Document extract:

= Social problem-solving =

Cognitive-behavioral process of adapting to everyday problems

Social problem-solving, in its most basic form, is defined as problem solving as it occurs in the natural environment. More specifically, it refers to the cognitive-behavioral process in which one works to find adaptive ways of coping with everyday situations that are considered problematic. This process is self-directed, conscious, effortful, cogent, and focused. Adaptive social problem-solving skills are known to be effective coping skills in an array of stressful situations. Social problem-solving consists of two major processes. One of these processes is known as problem orientation. Problem orientation is defined as the schemas one holds about problems in everyday life and ones assessment of their ability to solve said problems.

The problem orientation may be positive and constructive to the problem solving process or negative and, therefore, dysfunctional in the process. Problem-solving proper is known as the second major process in social problem-solving. This process refers to the skills and techniques one uses to search for solutions and apply these skills to find the best solutions available. This model has been expanded by McFall and Liberman and colleagues. In these variations social problem-solving is considered to be a multi-step process including the adoption of a general orientation, defining the problem, brainstorming for solutions, decision making, and follow up stages.

== Process ==
Based on the above model, it is hypothesized that a positive problem orientation leads to rational problem-solving skills. A rational problem-solving style is defined as a sensible, thoughtful, and methodical application of effective problem-solving skills. This, in turn, is most likely to result in positive outcomes and an exit from the problem solving process for this particular instance. When a negative outcome occurs, a person with rational problem solving skills is more likely to begin the cycle of problem-solving again. This time with the intent of finding a more appropriate solution or to redefine the problem. On the other hand, a negative problem solving orientation is likely to lead towards impulsive-careless or avoidant problem-solving styles. An impulsive-careless style is defined as narrowed, rash, thoughtless, speedy, and incomplete attempts at problem solving. An avoidance style to problem-solving is characterized by inaction, procrastination, and attempts to shift responsibility to others. Both of these styles are hypothesized to lead towards negative outcomes more often in the Social Problem-Solving Process. When negative outcomes occur, a person with an impulsive-careless or avoidant skill set is more likely to give up.

Given material:
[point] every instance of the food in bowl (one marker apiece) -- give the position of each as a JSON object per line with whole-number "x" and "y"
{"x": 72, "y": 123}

Tasks to carry out:
• A. Repeat the passage of the social problem-solving article from "Social problem-solving, in" to "solve said problems." word for word.
• B. Carry on the social problem-solving article, starting right after its final sentence.

Per-task outputs:
• A.
Social problem-solving, in its most basic form, is defined as problem solving as it occurs in the natural environment. More specifically, it refers to the cognitive-behavioral process in which one works to find adaptive ways of coping with everyday situations that are considered problematic. This process is self-directed, conscious, effortful, cogent, and focused. Adaptive social problem-solving skills are known to be effective coping skills in an array of stressful situations. Social problem-solving consists of two major processes. One of these processes is known as problem orientation. Problem orientation is defined as the schemas one holds about problems in everyday life and ones assessment of their ability to solve said problems.

• B.
== Benefits and deficits ==
Social problem-solving involves various abilities and skills which lead to adaptive outcomes for several different populations. In general, effective problem-solving skills can have several benefits. These skills can increase situational coping and reduce emotional distress. Research has shown that one's problem orientation is specifically related to levels of psychological stress and adjustment. Of course, the opposite generally leads to negative outcomes. A lack of social problem-solving skills and a negative problem orientation can lead to depression and suicidality in children and adults, self-injurious behaviors, and increased worrying. Negative problem orientation and impulsive-careless problem solving styles have been commonly displayed by persons with personality disorders. Inpatients with Schizophrenia have also been observed to have deficits in social problem-solving skills.

== Therapy and intervention ==
Social problem-solving theory and processes have been used in intervention and therapeutic processes. In fact, a supportive problem-solving approach to therapy has been shown to be very effective in the reduction of depression symptoms. Children with autism and young neuro-typical children have been shown to increase their social problem-solving skills through a computer interface. Social problem-solving therapy has also been integrated into intervention packages for law offenders with personality disorders. Participants were shown to improve in most areas of measured social problem-solving skills.